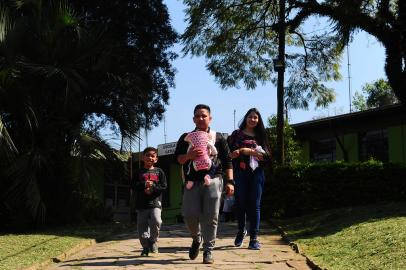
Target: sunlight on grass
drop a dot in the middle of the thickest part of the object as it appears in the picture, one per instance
(371, 237)
(19, 251)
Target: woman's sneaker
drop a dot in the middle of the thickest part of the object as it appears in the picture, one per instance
(145, 252)
(254, 244)
(239, 238)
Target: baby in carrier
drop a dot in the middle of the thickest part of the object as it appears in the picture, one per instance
(203, 166)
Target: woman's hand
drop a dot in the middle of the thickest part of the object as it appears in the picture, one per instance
(235, 154)
(193, 153)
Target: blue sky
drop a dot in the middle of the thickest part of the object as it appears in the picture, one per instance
(195, 85)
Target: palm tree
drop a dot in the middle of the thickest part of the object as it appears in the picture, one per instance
(62, 78)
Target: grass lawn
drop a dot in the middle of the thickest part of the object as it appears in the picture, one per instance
(22, 250)
(367, 237)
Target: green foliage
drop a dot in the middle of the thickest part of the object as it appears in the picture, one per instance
(367, 237)
(303, 188)
(240, 42)
(67, 70)
(292, 147)
(378, 93)
(34, 248)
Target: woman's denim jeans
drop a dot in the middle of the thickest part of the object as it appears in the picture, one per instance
(248, 192)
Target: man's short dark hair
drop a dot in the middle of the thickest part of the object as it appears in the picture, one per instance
(201, 106)
(148, 149)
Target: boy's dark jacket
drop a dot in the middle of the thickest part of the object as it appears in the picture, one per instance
(153, 200)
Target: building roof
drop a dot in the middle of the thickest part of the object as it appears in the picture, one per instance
(369, 119)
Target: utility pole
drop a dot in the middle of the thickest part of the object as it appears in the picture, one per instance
(279, 65)
(234, 119)
(349, 76)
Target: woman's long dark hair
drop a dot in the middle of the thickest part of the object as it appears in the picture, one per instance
(259, 130)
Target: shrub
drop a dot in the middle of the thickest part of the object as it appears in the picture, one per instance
(298, 189)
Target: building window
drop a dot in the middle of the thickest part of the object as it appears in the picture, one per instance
(323, 150)
(374, 144)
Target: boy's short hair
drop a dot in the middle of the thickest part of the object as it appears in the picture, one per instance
(201, 106)
(150, 148)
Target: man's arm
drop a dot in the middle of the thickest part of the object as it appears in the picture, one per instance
(181, 152)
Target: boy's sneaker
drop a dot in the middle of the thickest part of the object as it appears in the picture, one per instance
(153, 247)
(194, 249)
(254, 244)
(240, 238)
(208, 257)
(145, 252)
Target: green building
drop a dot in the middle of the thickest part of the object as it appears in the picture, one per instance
(376, 133)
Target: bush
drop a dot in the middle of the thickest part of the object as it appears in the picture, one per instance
(299, 189)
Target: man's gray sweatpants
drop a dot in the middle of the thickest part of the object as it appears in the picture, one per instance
(200, 208)
(148, 224)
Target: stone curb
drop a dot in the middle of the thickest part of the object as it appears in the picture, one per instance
(296, 247)
(75, 249)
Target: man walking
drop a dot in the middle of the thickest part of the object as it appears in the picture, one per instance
(201, 203)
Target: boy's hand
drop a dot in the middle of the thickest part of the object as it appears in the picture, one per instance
(149, 184)
(235, 154)
(229, 190)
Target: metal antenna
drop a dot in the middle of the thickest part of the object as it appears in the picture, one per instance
(349, 76)
(164, 128)
(234, 119)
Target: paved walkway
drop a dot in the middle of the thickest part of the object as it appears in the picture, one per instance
(123, 252)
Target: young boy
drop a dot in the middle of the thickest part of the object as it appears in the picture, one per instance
(148, 185)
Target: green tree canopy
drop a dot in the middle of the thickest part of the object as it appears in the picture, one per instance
(291, 146)
(375, 94)
(239, 39)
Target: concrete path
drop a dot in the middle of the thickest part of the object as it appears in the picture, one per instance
(123, 252)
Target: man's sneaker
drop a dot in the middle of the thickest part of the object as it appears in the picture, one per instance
(207, 257)
(194, 249)
(254, 244)
(145, 252)
(240, 238)
(153, 247)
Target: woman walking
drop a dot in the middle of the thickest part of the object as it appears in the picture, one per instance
(249, 151)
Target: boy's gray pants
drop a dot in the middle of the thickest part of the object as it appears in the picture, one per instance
(200, 208)
(148, 224)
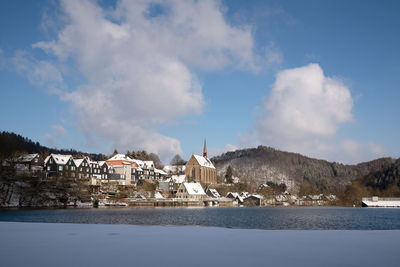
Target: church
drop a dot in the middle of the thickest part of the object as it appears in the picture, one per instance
(200, 169)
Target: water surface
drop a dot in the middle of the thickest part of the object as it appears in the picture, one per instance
(307, 218)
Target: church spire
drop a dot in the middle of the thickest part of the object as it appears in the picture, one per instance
(205, 149)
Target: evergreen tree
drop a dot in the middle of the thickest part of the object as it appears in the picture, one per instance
(229, 174)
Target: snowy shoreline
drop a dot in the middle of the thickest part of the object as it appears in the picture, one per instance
(51, 244)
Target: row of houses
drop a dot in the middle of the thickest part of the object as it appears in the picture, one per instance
(119, 168)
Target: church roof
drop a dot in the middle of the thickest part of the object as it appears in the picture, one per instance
(204, 162)
(194, 188)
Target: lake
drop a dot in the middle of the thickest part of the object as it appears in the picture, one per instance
(293, 218)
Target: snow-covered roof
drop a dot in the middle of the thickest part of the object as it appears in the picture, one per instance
(101, 163)
(160, 171)
(214, 192)
(245, 194)
(204, 162)
(148, 163)
(235, 195)
(78, 162)
(157, 195)
(194, 188)
(178, 179)
(59, 159)
(120, 157)
(174, 168)
(139, 162)
(255, 196)
(27, 157)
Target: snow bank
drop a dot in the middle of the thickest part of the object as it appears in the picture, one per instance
(46, 244)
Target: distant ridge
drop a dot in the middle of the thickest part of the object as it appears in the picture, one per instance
(265, 164)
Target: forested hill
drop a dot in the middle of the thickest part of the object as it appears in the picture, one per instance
(266, 164)
(14, 144)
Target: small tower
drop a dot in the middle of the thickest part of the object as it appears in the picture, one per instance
(205, 149)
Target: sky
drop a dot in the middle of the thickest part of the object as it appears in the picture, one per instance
(318, 78)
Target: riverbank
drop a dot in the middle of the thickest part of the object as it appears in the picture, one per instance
(48, 244)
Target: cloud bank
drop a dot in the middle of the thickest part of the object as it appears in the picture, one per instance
(137, 63)
(304, 112)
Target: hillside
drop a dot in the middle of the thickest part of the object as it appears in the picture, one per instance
(265, 164)
(12, 144)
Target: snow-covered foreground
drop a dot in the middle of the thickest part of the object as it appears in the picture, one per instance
(47, 244)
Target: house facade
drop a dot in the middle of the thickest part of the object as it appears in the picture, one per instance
(192, 191)
(60, 165)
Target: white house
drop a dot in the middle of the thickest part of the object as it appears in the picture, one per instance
(191, 191)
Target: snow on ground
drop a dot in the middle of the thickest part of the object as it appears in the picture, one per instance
(47, 244)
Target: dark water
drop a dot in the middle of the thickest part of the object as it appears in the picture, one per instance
(251, 218)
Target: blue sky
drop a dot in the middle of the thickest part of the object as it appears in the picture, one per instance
(213, 75)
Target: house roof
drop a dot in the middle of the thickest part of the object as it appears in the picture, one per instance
(214, 192)
(194, 188)
(78, 162)
(160, 171)
(120, 157)
(178, 179)
(59, 159)
(26, 158)
(204, 162)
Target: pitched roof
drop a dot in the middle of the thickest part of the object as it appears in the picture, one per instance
(160, 171)
(214, 192)
(59, 159)
(204, 162)
(194, 188)
(120, 157)
(78, 162)
(26, 158)
(178, 179)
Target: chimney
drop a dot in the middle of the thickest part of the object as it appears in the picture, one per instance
(205, 149)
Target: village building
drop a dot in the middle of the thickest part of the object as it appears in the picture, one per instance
(191, 191)
(200, 169)
(253, 200)
(95, 169)
(174, 169)
(122, 166)
(82, 168)
(60, 165)
(105, 170)
(235, 196)
(28, 163)
(211, 192)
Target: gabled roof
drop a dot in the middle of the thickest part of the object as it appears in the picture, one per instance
(120, 157)
(194, 189)
(59, 159)
(160, 171)
(214, 192)
(26, 158)
(178, 179)
(204, 162)
(78, 162)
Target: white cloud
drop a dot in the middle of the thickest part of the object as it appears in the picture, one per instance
(40, 73)
(138, 60)
(304, 112)
(58, 130)
(53, 138)
(212, 151)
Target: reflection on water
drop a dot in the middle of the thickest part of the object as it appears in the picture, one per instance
(253, 218)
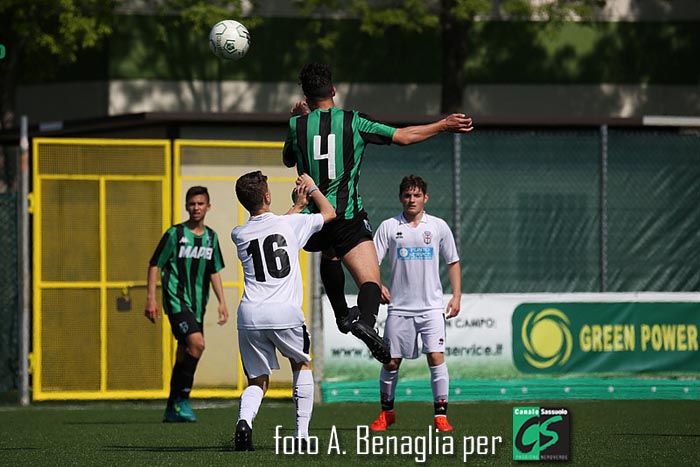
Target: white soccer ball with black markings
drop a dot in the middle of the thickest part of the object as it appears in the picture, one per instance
(229, 39)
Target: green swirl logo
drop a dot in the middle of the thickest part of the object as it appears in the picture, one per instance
(547, 338)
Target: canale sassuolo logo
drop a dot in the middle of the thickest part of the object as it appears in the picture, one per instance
(547, 338)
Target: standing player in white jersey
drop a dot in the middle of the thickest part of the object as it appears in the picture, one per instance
(269, 314)
(414, 240)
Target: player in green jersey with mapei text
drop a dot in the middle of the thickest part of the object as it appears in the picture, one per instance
(189, 258)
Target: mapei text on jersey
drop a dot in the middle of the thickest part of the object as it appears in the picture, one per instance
(190, 251)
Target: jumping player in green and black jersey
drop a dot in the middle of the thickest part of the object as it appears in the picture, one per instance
(189, 258)
(328, 143)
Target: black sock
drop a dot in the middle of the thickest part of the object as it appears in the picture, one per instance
(368, 300)
(182, 378)
(386, 403)
(189, 366)
(333, 278)
(440, 407)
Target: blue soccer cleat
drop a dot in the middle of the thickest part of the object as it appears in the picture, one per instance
(179, 411)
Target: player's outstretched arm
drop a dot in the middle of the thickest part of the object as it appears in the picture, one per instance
(454, 123)
(301, 198)
(454, 272)
(152, 310)
(324, 206)
(217, 285)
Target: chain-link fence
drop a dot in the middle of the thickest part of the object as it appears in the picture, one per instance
(557, 210)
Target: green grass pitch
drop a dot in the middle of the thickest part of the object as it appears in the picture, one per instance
(619, 433)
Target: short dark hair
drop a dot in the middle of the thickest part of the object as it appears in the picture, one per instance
(251, 189)
(316, 81)
(413, 181)
(195, 191)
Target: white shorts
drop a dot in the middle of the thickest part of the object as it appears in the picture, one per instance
(257, 348)
(401, 333)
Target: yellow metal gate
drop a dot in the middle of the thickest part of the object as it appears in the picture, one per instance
(100, 207)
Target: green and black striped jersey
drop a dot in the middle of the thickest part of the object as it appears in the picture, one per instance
(329, 146)
(187, 262)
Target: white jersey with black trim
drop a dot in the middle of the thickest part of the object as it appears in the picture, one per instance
(268, 246)
(414, 259)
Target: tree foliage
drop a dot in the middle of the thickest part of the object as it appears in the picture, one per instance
(42, 34)
(453, 19)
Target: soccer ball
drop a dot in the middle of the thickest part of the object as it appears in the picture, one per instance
(229, 39)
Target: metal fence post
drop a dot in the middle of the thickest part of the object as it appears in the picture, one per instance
(603, 208)
(457, 188)
(24, 264)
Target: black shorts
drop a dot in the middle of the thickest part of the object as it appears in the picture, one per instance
(341, 234)
(183, 324)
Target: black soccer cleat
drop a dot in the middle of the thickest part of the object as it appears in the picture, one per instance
(345, 324)
(243, 439)
(374, 343)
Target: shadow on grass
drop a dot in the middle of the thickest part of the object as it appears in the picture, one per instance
(219, 448)
(666, 435)
(114, 423)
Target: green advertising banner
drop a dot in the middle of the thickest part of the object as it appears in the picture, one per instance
(606, 337)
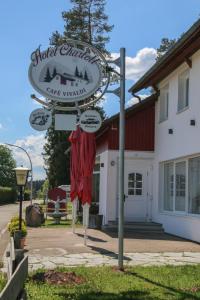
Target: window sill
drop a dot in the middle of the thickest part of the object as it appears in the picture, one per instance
(182, 110)
(160, 122)
(176, 214)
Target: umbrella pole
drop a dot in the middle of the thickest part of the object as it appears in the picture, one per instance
(86, 208)
(74, 213)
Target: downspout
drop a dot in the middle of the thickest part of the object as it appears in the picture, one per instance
(138, 97)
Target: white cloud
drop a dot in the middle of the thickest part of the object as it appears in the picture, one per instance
(33, 144)
(136, 66)
(135, 100)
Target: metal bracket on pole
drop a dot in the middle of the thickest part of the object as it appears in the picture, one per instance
(116, 62)
(120, 92)
(117, 92)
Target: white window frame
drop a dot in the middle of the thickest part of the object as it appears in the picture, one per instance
(186, 186)
(164, 103)
(183, 90)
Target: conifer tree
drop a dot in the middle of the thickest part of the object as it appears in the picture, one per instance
(85, 21)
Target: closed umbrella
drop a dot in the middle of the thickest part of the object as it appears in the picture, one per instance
(74, 138)
(87, 160)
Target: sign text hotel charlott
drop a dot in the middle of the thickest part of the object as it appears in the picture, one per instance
(65, 73)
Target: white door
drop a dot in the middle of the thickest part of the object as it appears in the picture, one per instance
(136, 194)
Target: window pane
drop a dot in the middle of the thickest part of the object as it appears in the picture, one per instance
(131, 191)
(168, 187)
(139, 184)
(138, 177)
(164, 99)
(180, 186)
(131, 184)
(95, 187)
(194, 185)
(183, 90)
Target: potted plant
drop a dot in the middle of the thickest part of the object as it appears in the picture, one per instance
(18, 235)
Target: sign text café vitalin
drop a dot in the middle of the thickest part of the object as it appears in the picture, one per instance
(65, 73)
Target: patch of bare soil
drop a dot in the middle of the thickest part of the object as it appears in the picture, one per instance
(193, 289)
(55, 277)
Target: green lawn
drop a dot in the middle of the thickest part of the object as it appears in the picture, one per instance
(140, 283)
(50, 223)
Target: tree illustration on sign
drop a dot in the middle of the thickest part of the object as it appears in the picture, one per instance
(76, 72)
(48, 77)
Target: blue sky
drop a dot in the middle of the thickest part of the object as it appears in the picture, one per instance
(25, 24)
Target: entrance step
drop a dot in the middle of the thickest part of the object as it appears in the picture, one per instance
(139, 227)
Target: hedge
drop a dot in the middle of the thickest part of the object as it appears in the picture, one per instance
(7, 195)
(27, 195)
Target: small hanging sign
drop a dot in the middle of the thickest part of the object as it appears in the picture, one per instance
(40, 119)
(90, 121)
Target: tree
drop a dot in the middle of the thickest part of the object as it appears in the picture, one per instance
(86, 76)
(165, 45)
(87, 22)
(76, 72)
(7, 163)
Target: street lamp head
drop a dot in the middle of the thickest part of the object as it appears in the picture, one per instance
(21, 175)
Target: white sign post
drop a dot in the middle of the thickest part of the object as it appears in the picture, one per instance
(65, 73)
(65, 122)
(90, 121)
(40, 119)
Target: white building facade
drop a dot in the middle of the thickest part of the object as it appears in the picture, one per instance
(177, 152)
(176, 166)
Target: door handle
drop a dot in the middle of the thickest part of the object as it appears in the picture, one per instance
(125, 196)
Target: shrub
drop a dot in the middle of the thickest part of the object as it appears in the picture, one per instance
(14, 226)
(7, 195)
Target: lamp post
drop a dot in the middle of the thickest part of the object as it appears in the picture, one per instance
(21, 178)
(31, 165)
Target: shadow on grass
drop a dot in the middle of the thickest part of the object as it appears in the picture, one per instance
(92, 238)
(182, 295)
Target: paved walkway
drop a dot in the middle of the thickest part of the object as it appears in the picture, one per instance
(50, 248)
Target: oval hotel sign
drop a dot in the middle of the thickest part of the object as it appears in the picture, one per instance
(65, 73)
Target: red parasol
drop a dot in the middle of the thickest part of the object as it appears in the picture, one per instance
(87, 160)
(74, 138)
(54, 195)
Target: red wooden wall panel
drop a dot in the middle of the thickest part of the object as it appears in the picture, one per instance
(139, 133)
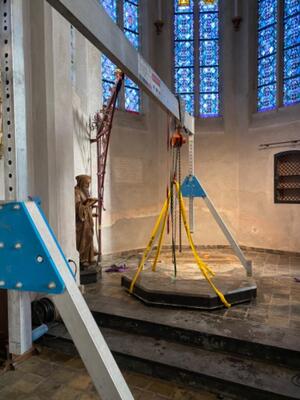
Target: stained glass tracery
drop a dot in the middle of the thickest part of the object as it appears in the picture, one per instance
(131, 31)
(209, 59)
(291, 72)
(271, 57)
(201, 73)
(267, 55)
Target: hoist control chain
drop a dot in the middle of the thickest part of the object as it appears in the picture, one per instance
(175, 175)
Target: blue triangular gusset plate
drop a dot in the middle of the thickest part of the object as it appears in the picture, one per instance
(25, 262)
(191, 187)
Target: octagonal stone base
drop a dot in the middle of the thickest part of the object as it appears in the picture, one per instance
(155, 288)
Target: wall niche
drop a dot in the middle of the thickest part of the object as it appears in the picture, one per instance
(287, 177)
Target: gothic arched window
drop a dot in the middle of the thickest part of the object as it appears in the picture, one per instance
(126, 14)
(196, 56)
(278, 77)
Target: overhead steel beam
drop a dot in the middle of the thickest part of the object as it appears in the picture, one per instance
(92, 21)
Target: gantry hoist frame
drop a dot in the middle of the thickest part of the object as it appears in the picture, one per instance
(91, 20)
(109, 39)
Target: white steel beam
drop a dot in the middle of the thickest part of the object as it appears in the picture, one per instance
(92, 21)
(80, 323)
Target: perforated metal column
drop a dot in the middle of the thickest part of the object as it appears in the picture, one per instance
(15, 149)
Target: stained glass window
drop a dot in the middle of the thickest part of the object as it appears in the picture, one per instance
(274, 61)
(267, 57)
(193, 71)
(131, 30)
(108, 68)
(291, 70)
(130, 25)
(209, 59)
(184, 59)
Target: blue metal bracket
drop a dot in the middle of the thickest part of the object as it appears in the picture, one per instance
(191, 187)
(25, 261)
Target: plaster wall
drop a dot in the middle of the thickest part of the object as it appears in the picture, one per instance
(236, 174)
(2, 187)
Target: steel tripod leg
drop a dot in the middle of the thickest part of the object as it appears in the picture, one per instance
(246, 263)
□ □ □ □ □
:: ABOUT THIS TASK ::
Where a line of the listing contains the word "hair", it counts toward the total; say how many lines that makes, giving the number alone.

:: RESPONSE TO THE EXERCISE ::
4